**EXERCISE AIM**
Copy all records precisely, apart from the pictures.
=== GIVEN INFORMATION ===
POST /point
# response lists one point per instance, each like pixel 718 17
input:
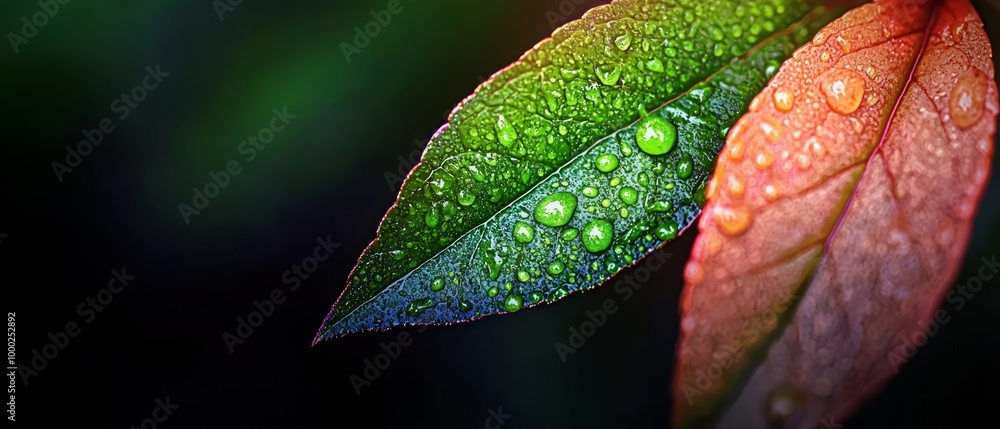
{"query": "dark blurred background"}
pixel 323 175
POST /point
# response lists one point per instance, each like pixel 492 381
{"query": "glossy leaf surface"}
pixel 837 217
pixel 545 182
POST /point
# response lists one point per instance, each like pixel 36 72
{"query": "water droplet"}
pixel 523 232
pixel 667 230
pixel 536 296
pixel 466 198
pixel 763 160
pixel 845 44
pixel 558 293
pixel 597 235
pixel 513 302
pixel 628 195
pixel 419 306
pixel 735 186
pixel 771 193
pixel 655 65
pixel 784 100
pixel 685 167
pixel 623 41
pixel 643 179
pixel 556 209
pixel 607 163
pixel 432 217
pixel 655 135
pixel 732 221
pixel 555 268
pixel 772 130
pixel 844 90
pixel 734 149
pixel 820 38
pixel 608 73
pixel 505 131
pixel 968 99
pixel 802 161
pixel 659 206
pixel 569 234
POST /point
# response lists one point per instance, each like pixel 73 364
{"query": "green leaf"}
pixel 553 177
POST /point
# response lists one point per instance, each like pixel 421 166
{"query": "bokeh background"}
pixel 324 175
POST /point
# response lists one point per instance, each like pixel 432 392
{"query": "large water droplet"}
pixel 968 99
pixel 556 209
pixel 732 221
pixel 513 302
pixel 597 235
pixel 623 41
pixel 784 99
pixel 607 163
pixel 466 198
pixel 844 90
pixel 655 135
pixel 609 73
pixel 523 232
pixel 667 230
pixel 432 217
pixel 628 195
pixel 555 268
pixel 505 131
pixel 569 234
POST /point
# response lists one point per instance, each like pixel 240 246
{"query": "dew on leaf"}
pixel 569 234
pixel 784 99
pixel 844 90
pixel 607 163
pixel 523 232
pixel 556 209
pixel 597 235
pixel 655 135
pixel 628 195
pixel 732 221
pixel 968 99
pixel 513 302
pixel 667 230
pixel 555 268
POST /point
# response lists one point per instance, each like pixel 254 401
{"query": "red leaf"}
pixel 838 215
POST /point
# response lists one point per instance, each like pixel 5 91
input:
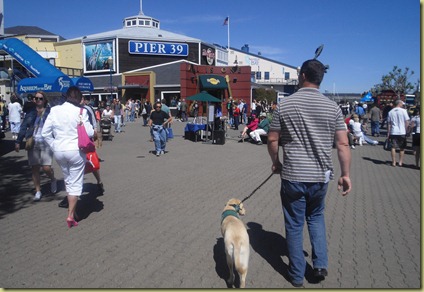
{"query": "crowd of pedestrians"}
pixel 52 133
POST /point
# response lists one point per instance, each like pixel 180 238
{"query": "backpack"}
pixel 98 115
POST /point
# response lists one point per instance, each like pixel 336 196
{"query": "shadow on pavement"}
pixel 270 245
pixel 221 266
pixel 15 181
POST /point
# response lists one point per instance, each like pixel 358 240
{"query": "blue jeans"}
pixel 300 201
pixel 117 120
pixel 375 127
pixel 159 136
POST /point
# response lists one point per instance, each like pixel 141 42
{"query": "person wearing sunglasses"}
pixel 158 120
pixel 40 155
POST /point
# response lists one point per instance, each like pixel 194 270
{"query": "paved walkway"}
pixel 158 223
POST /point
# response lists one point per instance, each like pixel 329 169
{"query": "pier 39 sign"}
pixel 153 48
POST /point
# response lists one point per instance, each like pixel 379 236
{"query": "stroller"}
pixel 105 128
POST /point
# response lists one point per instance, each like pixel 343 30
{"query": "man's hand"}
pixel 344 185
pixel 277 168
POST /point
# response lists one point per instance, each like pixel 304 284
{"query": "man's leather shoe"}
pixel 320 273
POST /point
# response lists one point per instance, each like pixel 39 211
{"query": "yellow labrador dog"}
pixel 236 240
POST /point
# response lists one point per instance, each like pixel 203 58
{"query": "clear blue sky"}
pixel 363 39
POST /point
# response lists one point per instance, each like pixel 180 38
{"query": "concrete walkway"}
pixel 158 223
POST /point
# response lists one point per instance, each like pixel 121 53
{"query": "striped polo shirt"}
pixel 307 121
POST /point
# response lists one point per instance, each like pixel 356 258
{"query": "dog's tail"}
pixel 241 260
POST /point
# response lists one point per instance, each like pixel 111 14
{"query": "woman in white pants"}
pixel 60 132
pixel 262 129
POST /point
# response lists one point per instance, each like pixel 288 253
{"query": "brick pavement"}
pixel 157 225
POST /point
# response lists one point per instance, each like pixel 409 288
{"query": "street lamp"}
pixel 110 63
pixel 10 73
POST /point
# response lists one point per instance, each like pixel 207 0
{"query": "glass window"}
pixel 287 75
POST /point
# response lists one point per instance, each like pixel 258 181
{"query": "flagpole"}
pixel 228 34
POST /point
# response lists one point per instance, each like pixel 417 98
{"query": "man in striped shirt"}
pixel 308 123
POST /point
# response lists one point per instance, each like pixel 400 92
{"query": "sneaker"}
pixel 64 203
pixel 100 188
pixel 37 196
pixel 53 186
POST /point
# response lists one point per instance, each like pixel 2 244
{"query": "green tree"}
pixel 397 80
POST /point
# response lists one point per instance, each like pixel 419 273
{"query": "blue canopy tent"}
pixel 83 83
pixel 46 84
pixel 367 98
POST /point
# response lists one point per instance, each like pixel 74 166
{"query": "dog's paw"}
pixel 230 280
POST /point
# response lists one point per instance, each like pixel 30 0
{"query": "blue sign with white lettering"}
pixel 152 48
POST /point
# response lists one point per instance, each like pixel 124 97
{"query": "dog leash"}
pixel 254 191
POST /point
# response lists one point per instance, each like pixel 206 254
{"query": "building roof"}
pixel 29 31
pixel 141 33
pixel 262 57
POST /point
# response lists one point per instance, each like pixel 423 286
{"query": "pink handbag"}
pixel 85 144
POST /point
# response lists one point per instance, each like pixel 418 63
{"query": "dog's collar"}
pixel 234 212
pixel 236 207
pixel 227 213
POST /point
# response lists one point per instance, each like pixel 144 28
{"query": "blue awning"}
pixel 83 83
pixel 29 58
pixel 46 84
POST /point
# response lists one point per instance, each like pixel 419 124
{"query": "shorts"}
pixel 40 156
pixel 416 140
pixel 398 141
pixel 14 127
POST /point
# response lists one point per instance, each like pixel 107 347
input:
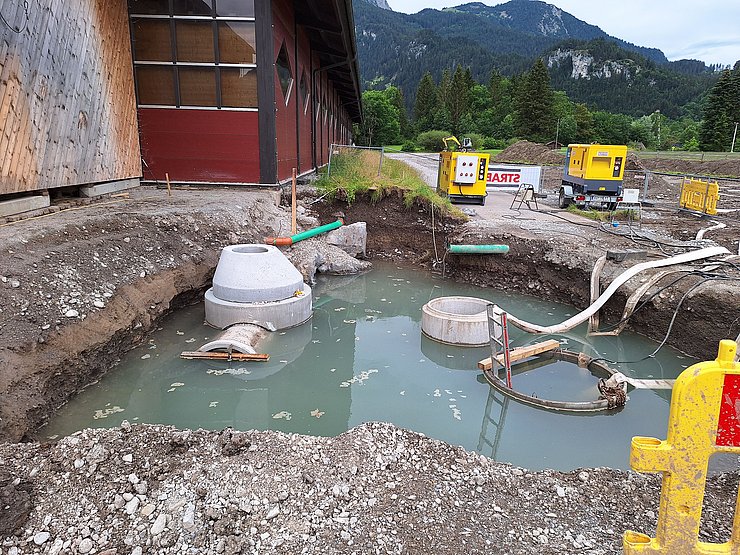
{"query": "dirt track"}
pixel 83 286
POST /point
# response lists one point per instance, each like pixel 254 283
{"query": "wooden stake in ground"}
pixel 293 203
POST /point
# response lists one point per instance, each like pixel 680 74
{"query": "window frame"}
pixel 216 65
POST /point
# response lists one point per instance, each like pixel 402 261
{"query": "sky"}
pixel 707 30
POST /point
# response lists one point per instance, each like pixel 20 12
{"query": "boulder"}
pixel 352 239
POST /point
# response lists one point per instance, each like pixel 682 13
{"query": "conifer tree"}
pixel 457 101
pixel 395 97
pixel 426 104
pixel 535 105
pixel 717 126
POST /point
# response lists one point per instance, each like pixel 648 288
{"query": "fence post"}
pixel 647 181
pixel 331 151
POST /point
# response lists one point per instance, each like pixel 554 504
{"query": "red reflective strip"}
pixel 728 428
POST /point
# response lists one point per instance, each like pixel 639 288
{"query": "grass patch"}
===
**EXPECTED ANSWER**
POST /point
# response lists one point per instance, each like pixel 718 17
input:
{"query": "dark blurred background"}
pixel 323 175
POST /point
# response lists one point per instance, each like pixel 492 381
{"query": "glossy leaf surface"}
pixel 837 217
pixel 545 182
POST /point
# response lists one point per instance, each like pixel 36 72
{"query": "water droplet"}
pixel 523 232
pixel 667 230
pixel 536 296
pixel 466 198
pixel 763 160
pixel 845 44
pixel 558 293
pixel 597 235
pixel 513 302
pixel 628 195
pixel 419 306
pixel 735 186
pixel 771 193
pixel 655 65
pixel 784 100
pixel 685 167
pixel 623 41
pixel 643 179
pixel 556 209
pixel 607 163
pixel 432 217
pixel 655 135
pixel 732 221
pixel 555 268
pixel 772 130
pixel 844 90
pixel 734 149
pixel 820 38
pixel 608 73
pixel 505 131
pixel 968 99
pixel 802 161
pixel 659 206
pixel 569 234
POST /point
# response lists one point per instance, each like pixel 73 364
{"query": "green leaf"}
pixel 553 177
POST /point
# response lists one point per instance, each like pixel 421 166
{"query": "bokeh background"}
pixel 324 175
POST /point
# response lists one point per instance, each like pixel 432 392
{"query": "large water droplet"}
pixel 968 99
pixel 556 209
pixel 732 221
pixel 513 302
pixel 597 235
pixel 623 41
pixel 784 99
pixel 607 163
pixel 466 198
pixel 844 90
pixel 655 135
pixel 609 73
pixel 523 232
pixel 667 230
pixel 432 217
pixel 628 195
pixel 555 268
pixel 505 131
pixel 569 234
POST /point
# response lists one point per instance, each like pixel 240 246
{"query": "dew on leaf"}
pixel 569 234
pixel 784 99
pixel 844 90
pixel 607 163
pixel 523 232
pixel 556 209
pixel 597 235
pixel 655 135
pixel 628 195
pixel 732 221
pixel 968 99
pixel 513 302
pixel 667 230
pixel 555 268
POST /point
# response lists one point per instance, each like pixel 254 401
{"query": "red leaf"}
pixel 838 215
POST /point
# response lists one point per instance, each like pixel 5 91
input:
{"query": "crowd of pedestrians"}
pixel 52 133
POST /point
# response lists one point per instance, each like pixel 180 238
{"query": "backpack"}
pixel 98 115
POST /point
# response lists one point per instance, each like pixel 336 196
{"query": "shadow on pavement"}
pixel 270 245
pixel 221 266
pixel 15 181
POST /point
# response lists one point per instance, each like pixel 358 240
{"query": "blue jeans"}
pixel 300 201
pixel 117 120
pixel 375 127
pixel 159 136
POST /point
# response lists one point per instance, each like pixel 141 42
{"query": "person wearing sunglasses"}
pixel 158 120
pixel 40 155
POST /point
# response lists one point per instance, each like pixel 194 270
{"query": "paved walkway"}
pixel 158 223
POST /point
# response lists one point per instance, each like pixel 329 169
{"query": "pier 39 sign"}
pixel 153 48
POST /point
# response lists one point per instance, each like pixel 379 236
{"query": "stroller"}
pixel 105 128
POST /point
# response lists one point per instance, each like pixel 343 30
{"query": "man's hand"}
pixel 344 185
pixel 277 168
POST /point
# response lists one point per instance, each like pixel 304 284
{"query": "man's leather shoe"}
pixel 320 273
POST /point
# response lists one point per instance, each like pixel 39 211
{"query": "yellow labrador dog"}
pixel 236 240
POST /point
# response lists one point per instance, each like pixel 203 58
{"query": "clear blue sky"}
pixel 363 39
POST /point
# response lists one point per instance, each like pixel 180 38
{"query": "concrete walkway"}
pixel 158 223
POST /point
# response lists one point per instance, each like pixel 121 53
{"query": "striped polo shirt"}
pixel 307 121
POST /point
# response lists one point per instance, each like pixel 356 258
{"query": "dog's tail"}
pixel 241 260
POST /point
# response lists one point per instance, each like pixel 111 14
{"query": "woman in white pants"}
pixel 60 132
pixel 262 129
POST /point
# response lists one point per instance, each like pixel 288 253
{"query": "brick pavement"}
pixel 157 225
POST /point
# response lists one point per instance, each like pixel 409 288
{"query": "street lamp"}
pixel 110 63
pixel 10 73
POST /point
# response lists one point per instance, each like pixel 207 0
{"query": "glass window"}
pixel 287 75
POST /point
# response lists one point per instance, each like pixel 258 181
{"query": "flagpole"}
pixel 228 34
POST /point
# response lists one point per instance, each like pixel 417 98
{"query": "man in striped shirt"}
pixel 308 123
POST /point
# response lists one point per instance, each like pixel 400 92
{"query": "sneaker"}
pixel 64 203
pixel 100 188
pixel 37 196
pixel 53 186
POST /point
# response lists one point per instance, each like pixel 2 244
{"query": "green tree"}
pixel 397 80
POST /point
# response lists one point per instance, each like pixel 419 273
{"query": "blue canopy tent"}
pixel 83 83
pixel 46 84
pixel 367 98
POST /point
# response lists one point per instance, each like pixel 74 166
{"query": "dog's paw"}
pixel 230 280
POST /point
# response lists one point per instance, each like pixel 30 0
{"query": "blue sign with white lettering"}
pixel 152 48
POST /point
# response lists one point per instance, each like pixel 124 97
{"query": "dog leash"}
pixel 254 191
POST /point
# response lists one point per instance, each like pixel 206 254
{"query": "building roof"}
pixel 29 31
pixel 141 33
pixel 262 57
POST /point
# response lists one point per instance, each like pixel 423 286
{"query": "pink handbag"}
pixel 85 144
POST /point
# response lists one point per instance, each like pixel 418 63
{"query": "dog's collar"}
pixel 234 212
pixel 236 207
pixel 227 213
POST /point
# response lists one point per instance, each like pixel 144 28
{"query": "blue awning"}
pixel 83 83
pixel 29 58
pixel 46 84
POST /point
# response lists one point per instance, each like pixel 419 124
{"query": "shorts"}
pixel 40 156
pixel 416 140
pixel 398 141
pixel 14 127
POST /point
# response lists one point per instance, each like pixel 107 347
input:
{"query": "dirt track"}
pixel 83 286
POST /point
# response lists one point per instance, each like pixel 254 283
{"query": "wooden stake in ground"}
pixel 293 203
POST /point
# response lists one point per instance, each like pixel 680 74
{"query": "window frame"}
pixel 216 65
POST /point
# response lists one point per instance, each like pixel 402 261
{"query": "sky"}
pixel 707 30
POST /point
# response lists one point per instance, each like pixel 20 12
{"query": "boulder"}
pixel 352 239
POST /point
# response lists one point per instance, each like pixel 682 13
{"query": "conifer tree"}
pixel 457 101
pixel 395 97
pixel 426 104
pixel 535 105
pixel 717 126
POST /point
# response lists one point per instance, each like pixel 648 288
{"query": "fence post"}
pixel 647 181
pixel 331 151
POST /point
# response lists one point per instance, each like pixel 554 504
{"query": "red reflective strip"}
pixel 728 428
POST /point
# response lists one point per instance, each like pixel 639 288
{"query": "grass patch"}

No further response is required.